**Exercise objective**
Reproduce verbatim the final portion of the material below, from the line containing "Pin every instance of the red balloon." through its last line, and nothing else.

**Stored records**
......

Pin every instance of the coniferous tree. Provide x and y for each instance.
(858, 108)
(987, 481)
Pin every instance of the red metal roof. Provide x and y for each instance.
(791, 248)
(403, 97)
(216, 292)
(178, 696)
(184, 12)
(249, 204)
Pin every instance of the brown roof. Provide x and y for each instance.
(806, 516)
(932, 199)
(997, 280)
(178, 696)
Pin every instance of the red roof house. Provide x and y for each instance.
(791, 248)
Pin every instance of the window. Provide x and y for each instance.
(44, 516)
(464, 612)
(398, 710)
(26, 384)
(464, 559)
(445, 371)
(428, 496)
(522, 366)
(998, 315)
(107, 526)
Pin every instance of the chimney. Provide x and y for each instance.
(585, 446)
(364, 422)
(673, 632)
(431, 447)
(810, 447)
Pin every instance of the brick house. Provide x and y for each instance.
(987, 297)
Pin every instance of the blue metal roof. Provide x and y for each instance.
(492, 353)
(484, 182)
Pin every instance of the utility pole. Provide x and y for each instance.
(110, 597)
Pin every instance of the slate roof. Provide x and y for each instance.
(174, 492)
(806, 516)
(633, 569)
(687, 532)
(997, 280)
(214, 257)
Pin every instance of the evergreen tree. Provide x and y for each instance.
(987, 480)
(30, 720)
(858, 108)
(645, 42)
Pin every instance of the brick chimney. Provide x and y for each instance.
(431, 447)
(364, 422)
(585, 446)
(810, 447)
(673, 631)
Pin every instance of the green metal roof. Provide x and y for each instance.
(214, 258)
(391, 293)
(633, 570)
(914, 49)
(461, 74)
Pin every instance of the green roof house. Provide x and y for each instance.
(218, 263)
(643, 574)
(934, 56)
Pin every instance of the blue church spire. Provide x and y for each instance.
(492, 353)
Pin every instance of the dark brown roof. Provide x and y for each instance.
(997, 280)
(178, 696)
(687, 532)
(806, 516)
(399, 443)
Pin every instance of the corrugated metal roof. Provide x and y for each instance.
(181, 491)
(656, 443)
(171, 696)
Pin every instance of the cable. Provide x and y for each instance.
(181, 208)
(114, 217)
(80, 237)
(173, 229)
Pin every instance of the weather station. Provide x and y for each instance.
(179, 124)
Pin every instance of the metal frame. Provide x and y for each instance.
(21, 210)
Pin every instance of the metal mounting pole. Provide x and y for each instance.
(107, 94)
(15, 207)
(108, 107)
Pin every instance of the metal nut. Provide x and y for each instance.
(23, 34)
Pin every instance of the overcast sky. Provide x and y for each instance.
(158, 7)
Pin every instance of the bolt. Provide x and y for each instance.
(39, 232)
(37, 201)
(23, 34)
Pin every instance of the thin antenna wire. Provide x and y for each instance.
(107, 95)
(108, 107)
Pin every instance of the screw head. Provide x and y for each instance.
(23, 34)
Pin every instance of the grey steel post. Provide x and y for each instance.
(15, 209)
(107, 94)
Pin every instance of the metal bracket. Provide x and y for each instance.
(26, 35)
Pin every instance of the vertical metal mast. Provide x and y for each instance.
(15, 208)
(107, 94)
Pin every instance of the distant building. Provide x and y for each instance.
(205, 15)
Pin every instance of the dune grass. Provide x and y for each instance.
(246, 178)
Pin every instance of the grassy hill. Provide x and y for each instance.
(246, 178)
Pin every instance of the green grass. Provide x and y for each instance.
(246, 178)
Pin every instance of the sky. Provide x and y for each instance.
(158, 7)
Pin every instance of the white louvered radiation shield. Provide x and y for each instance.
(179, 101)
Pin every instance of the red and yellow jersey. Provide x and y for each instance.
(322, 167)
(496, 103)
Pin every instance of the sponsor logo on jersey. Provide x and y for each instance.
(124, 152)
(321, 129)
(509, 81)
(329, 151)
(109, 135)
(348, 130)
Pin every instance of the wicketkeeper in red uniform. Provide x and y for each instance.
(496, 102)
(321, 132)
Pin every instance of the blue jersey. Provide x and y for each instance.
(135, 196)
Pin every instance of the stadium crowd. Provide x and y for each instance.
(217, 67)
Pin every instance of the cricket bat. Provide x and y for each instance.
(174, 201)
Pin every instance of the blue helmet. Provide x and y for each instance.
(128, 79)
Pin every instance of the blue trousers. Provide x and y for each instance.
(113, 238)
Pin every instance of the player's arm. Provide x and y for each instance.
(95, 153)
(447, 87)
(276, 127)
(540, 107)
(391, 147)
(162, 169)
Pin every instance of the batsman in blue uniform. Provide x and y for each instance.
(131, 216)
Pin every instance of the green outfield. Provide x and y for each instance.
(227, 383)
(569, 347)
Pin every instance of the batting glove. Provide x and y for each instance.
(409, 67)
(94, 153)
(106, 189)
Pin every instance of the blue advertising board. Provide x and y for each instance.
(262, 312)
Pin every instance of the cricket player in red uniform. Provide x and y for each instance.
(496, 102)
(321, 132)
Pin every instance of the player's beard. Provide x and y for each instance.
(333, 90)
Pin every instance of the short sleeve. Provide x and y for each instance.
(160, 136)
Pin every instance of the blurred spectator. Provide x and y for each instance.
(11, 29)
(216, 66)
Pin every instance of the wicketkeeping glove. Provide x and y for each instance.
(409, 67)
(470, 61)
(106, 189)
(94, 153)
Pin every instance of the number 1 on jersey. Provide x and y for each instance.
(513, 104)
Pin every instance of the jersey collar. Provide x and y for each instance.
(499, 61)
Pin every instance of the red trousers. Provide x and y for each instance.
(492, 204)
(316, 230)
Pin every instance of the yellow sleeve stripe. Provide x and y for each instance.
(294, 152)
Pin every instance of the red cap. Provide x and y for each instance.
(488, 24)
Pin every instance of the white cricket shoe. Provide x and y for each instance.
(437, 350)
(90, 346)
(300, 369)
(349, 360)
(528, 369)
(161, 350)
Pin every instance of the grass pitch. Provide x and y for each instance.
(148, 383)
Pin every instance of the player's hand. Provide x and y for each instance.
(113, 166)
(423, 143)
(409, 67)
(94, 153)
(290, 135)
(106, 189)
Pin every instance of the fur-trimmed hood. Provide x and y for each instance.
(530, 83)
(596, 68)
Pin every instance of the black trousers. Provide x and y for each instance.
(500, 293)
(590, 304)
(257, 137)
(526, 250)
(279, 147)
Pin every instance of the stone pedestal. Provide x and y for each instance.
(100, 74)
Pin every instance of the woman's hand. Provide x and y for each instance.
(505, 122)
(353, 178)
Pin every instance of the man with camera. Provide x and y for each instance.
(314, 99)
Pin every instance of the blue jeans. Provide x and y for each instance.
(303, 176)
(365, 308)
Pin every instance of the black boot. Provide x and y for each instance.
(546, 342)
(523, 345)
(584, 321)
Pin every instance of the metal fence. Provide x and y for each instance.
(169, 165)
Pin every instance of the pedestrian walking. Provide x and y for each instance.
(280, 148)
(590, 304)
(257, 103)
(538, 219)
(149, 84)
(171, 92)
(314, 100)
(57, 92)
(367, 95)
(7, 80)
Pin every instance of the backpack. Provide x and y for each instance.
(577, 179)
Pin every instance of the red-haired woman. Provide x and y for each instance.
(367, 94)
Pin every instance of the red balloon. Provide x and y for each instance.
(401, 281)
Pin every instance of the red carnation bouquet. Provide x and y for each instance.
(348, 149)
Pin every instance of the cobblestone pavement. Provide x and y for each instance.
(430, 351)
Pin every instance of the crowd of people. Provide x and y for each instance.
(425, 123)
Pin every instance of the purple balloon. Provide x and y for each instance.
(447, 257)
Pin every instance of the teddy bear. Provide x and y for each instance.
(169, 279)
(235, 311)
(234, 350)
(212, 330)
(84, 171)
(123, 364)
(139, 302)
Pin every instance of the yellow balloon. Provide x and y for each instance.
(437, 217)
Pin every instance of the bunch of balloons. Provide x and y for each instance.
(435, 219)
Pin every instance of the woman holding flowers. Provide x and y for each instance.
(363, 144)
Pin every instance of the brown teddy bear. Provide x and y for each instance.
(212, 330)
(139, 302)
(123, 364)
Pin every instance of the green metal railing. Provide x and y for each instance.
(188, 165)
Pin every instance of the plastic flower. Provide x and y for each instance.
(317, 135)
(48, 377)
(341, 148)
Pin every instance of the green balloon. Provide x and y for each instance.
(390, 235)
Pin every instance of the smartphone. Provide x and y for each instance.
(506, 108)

......

**Answer to this exercise**
Pin every instance of the red balloon. Provide x and y for each instance.
(401, 281)
Pin every instance of the red carnation bouquet. Provide x and y for each instance.
(348, 149)
Pin every instance of the cobblestone pavement. Provide x and y for each instance.
(430, 351)
Pin every instance of the crowd of people. Provide x and y for each instance.
(425, 123)
Pin every instance of the purple balloon. Provide x and y for each instance.
(447, 257)
Pin every instance of the teddy bear. Provide x and y for each instance.
(169, 279)
(235, 311)
(234, 350)
(212, 330)
(84, 171)
(123, 364)
(139, 302)
Pin every instance of the yellow balloon. Provide x and y for each instance.
(437, 217)
Pin every instance of the bunch of balloons. Provide x and y for each instance.
(435, 219)
Pin every instance of the woman holding flowers. Provide x and y for each instance.
(363, 144)
Pin every instance of the brown teddy bear. Provide x and y for each instance.
(212, 330)
(139, 302)
(123, 364)
Pin every instance of the green metal railing. Provide x and y for each instance.
(188, 165)
Pin every instance of the plastic flower. Provide x and y for each instance.
(317, 135)
(48, 377)
(341, 148)
Pin every instance of the green balloon. Provide x and y for each instance.
(390, 235)
Pin every instance of the smartphone. Provide x and y for each instance.
(506, 108)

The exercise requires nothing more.